▶ **TEXT SHOWN**:
Molecular biology and enzymology of genetic recombination and DNA repair
Many classes of DNA rearrangements occur in all cells and play important roles in gene regulation, development, carcinogenesis, and evolution. Perhaps most important, homologous genetic recombination plays a key role in DNA damage tolerance and in the resolution of stalled and collapsed replication forks. The goal of this laboratory is to understand how these genetic rearrangements come about, and how they interface with other aspects of DNA metabolism. The work is carried out using bacteria as model organisms. The approaches used in the lab vary from classical Genetics to Bioinformatics to basic Enzymology to Structural Biology. Technologies unavailable in the laboratory are accessed via an extensive network of collaborations. Currently, there are three areas of active investigation: (1) RecA protein filaments on DNA as barriers to DNA replication; (2) the function and mechanism of several enzymes involved in DNA double strand break repair, including RarA/MgsA, Uup, RadA, RadD, RecG, RecF, RecO, and RecR; and (3) the molecular basis of extreme resistance to ionizing radiation.
All processes in DNA metabolism: replication, repair, recombination, and transcription, all share the same DNA substrate. Evolution must balance these processes to minimize conflicts. The RecA protein is the key component required for recombinational DNA repair in bacteria. This protein is capable of pairing two homologous molecules of DNA, exchanging strands of DNA between them. The functional form of the protein is a RecA filament that forms on the DNA. In principle, these filaments represent the largest barrier that a replication fork may encounter on its DNA substrate. RecA filaments must thus exist only transiently on DNA. We have generated RecA proteins with an enhanced capacity to promote recombinational processes. However, these enhanced function RecA variants bind to DNA more persistently and slow cell growth due to conflicts with DNA replication. We are exploring the mechanisms employed by the cell to deal with these conflicts.
The RarA/MgsA, Uup, and RadD proteins are all demonstrably important for cell survival after treatments that result in chromosomal strand breaks. However, their functions have been enigmatic. Our approach to elucidating the function and mechanism of action of these proteins is multidisciplinary, with key contributions arising by collaboration. All of these proteins are likely to play important roles at the interfaces of different processes in DNA metabolism.
Our interest in extreme resistance to ionizing radiation (IR) evolved from an effort to examine the facile repair of chromosomes in the radiation-resistant bacterium Deinococcus radiodurans. This organism is several hundred times more resistant to the effects of IR than is E. coli. The tolerance reflects, at least in part, a robust repair of double strand breaks. Our early effort to study Deinococcus proteins has gradually been replaced by a broader effort to understand the mechanisms underlying extreme IR resistance. Our approach in this case is to utilize directed evolution. We have taken wild type E. coli cells that are not IR resistant and are subjecting them to iterative rounds of irradiation (enough to kill 99+% of the population) followed by outgrowth of survivors. The result is the generation of E. coli populations with ever increasing levels of IR resistance. Deep sequencing of these populations allows us to follow the appearance of mutations that contribute to the phenotype. This is a long-term experiment, with the goal of generating E. coli populations with IR resistance exceeding what is observed in Deinococcus. Identifying the mutations and mechanisms for IR resistance that arise in these populations represents a broad effort involving Bioinformatics, Genetics, and Biochemistry.
A broad approach to each of these problems is facilitated by active collaborations with 6-10 research groups around the world at any given time.

▶ **DATA FOR ANALYSIS**:
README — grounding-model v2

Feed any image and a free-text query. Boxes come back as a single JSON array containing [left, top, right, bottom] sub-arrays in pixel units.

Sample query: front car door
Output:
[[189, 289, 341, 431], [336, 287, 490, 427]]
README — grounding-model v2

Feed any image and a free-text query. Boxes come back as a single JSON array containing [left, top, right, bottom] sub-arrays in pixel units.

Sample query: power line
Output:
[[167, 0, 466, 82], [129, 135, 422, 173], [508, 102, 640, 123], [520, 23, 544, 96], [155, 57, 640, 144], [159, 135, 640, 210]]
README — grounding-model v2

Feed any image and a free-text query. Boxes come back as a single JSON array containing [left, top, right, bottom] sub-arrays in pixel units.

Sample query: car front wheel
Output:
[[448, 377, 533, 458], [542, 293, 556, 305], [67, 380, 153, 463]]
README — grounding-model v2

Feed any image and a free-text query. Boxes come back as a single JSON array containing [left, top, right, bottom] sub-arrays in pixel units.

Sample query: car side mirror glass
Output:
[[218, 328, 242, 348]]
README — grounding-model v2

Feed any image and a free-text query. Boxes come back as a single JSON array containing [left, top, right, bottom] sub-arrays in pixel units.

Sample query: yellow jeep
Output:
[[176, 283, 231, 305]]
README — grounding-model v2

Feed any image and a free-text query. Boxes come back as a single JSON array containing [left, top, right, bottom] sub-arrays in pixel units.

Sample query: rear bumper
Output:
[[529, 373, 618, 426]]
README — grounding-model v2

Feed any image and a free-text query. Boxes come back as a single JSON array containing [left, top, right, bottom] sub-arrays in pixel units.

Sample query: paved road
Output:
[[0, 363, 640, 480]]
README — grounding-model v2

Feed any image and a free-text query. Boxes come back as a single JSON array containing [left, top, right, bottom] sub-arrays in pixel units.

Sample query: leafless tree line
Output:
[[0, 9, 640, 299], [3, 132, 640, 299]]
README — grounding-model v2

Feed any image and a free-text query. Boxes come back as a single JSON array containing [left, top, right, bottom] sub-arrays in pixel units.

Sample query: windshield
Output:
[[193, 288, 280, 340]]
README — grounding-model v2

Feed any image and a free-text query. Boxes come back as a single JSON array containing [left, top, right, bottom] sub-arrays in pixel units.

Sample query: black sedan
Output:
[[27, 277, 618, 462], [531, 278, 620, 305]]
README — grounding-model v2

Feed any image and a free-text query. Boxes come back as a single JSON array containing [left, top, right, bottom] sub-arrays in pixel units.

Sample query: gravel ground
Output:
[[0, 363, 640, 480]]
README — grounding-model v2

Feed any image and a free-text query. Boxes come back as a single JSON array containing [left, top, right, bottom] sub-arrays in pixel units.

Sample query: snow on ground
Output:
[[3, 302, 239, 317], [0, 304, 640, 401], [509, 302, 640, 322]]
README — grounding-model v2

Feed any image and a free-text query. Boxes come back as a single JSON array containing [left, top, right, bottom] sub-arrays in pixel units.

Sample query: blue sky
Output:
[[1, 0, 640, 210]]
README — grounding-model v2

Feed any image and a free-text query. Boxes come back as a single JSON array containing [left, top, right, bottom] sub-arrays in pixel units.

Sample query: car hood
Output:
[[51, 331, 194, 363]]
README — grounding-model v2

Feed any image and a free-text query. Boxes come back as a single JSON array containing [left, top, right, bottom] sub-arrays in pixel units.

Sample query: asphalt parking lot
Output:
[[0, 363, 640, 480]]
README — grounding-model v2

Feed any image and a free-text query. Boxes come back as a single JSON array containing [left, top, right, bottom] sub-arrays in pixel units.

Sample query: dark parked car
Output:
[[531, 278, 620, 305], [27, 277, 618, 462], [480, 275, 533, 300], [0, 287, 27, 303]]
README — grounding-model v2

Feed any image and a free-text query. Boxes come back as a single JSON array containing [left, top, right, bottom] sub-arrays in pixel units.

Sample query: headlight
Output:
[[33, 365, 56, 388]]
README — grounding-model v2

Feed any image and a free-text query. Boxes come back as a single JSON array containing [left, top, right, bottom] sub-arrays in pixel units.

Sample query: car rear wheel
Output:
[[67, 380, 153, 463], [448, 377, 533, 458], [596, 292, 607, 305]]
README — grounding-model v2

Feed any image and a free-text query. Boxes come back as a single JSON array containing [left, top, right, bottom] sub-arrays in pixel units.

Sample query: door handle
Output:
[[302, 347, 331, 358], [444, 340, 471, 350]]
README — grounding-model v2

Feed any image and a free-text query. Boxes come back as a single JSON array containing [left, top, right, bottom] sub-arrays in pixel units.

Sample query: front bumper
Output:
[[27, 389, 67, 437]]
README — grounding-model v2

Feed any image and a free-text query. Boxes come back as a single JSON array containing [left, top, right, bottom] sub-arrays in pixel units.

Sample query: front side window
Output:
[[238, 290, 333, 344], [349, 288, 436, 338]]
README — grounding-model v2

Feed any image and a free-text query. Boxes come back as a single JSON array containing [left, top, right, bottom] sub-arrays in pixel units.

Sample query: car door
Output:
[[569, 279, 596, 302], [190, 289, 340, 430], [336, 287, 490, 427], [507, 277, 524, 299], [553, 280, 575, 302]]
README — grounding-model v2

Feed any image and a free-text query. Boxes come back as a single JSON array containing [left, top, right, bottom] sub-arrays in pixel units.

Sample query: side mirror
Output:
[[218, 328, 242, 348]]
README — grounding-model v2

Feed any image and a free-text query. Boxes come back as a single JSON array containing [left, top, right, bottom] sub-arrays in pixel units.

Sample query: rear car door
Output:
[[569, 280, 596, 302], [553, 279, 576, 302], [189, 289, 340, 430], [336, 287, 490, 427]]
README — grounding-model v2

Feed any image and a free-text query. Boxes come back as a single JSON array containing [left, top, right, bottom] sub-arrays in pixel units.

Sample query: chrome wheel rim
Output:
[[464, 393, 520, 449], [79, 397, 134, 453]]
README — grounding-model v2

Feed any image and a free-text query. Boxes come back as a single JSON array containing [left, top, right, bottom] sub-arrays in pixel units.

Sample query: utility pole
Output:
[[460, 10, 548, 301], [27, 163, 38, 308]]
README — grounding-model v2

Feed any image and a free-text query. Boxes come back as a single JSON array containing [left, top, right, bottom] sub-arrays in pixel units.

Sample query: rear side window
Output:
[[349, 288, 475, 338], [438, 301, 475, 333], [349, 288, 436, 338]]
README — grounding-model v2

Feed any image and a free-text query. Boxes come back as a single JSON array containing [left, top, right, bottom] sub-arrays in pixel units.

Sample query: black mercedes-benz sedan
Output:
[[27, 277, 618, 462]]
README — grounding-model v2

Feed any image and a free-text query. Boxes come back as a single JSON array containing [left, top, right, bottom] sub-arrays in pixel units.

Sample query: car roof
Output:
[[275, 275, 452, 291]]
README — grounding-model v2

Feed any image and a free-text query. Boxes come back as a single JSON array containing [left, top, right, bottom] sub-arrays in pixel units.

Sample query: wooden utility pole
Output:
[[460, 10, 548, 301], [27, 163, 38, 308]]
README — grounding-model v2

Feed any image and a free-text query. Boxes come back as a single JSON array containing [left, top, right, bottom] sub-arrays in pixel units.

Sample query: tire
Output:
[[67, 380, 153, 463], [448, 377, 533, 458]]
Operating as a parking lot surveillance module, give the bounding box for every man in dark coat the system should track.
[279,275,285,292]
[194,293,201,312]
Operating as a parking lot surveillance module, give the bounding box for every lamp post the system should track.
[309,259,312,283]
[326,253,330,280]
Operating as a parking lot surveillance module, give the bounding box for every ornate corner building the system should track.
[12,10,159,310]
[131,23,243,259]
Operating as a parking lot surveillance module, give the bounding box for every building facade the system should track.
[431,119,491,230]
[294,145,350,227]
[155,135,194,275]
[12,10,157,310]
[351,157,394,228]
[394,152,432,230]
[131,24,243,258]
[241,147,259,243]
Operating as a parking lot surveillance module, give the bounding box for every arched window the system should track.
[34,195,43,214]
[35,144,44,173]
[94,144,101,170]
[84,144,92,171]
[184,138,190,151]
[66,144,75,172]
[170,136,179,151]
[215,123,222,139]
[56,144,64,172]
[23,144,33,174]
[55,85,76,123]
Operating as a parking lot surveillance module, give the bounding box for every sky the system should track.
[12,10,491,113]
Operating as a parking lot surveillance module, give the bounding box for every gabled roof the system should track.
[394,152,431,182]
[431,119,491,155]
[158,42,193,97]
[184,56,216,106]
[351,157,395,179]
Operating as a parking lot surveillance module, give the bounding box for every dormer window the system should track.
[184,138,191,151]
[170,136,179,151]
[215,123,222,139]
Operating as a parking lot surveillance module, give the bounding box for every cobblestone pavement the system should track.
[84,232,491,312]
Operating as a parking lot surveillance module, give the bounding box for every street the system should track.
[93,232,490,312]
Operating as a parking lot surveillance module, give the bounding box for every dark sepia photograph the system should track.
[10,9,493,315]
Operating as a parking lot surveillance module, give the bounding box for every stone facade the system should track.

▶ **TASK DIRECTIONS**:
According to the lab page, why do the enhanced-function RecA variants slow cell growth?

▶ **TASK SOLUTION**:
They bind to DNA more persistently than normal RecA. Because RecA filaments on DNA can be the largest barrier a replication fork meets, these longer-lasting filaments conflict with DNA replication and slow growth.